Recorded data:
=====
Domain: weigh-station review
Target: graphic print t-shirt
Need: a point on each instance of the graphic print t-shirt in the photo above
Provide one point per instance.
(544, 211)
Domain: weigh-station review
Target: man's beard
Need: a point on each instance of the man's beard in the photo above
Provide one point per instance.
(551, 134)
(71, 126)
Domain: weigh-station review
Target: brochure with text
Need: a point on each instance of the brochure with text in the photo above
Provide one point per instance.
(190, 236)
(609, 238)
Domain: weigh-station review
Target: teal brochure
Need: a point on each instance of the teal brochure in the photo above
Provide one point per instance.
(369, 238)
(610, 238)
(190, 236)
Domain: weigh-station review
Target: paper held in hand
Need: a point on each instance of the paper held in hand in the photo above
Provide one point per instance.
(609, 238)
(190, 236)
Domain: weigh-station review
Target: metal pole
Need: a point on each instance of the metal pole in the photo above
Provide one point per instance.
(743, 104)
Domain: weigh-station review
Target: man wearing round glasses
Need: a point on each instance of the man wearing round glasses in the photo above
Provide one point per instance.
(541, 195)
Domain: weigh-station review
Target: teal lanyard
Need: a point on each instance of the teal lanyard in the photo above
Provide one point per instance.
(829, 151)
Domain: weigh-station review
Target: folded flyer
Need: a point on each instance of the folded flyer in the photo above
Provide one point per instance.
=====
__Instruction__
Please extract every line of the records above and reproduce each one word for word, in the same order.

__Finished exercise__
Domain: weigh-station review
Target: graphic print t-shirt
Need: a point on each instance of the graphic print t-shirt in the photo above
Provide one point per instance.
(544, 211)
Domain: weigh-station review
Target: man's beard
Need: a point on each instance of the man's beard in the photo above
Provide one point per instance.
(551, 134)
(71, 126)
Domain: weigh-station review
Target: brochure with text
Need: a point on each instance of the brochure with text in the photo above
Provide one point per instance.
(190, 236)
(609, 238)
Domain: weigh-station review
Target: teal brochure
Need: a point on each instance of the teal brochure in the photo above
Provide one point per instance.
(369, 238)
(610, 238)
(190, 236)
Domain: weigh-station review
Target: paper held in hand
Need: a point on each instance of the paper held in hand in the photo above
Provide one point per instance.
(609, 238)
(190, 236)
Domain: weigh-station review
Target: metal pole
Need: a point on each instance of the metal pole in the photo above
Provide one point per instance.
(743, 104)
Domain: weigh-station review
Target: man wearing round glasses
Need: a point on each instance of the man wearing round glasses in the photo above
Provide one point per instance.
(541, 195)
Domain: weigh-station review
Target: teal lanyard
Need: a point on each instance of the teal lanyard in the photo above
Provide one point per instance.
(829, 151)
Domain: weigh-station review
Target: folded flyer
Need: a point on each instance of the folded flyer in the photo above
Provide one point per instance.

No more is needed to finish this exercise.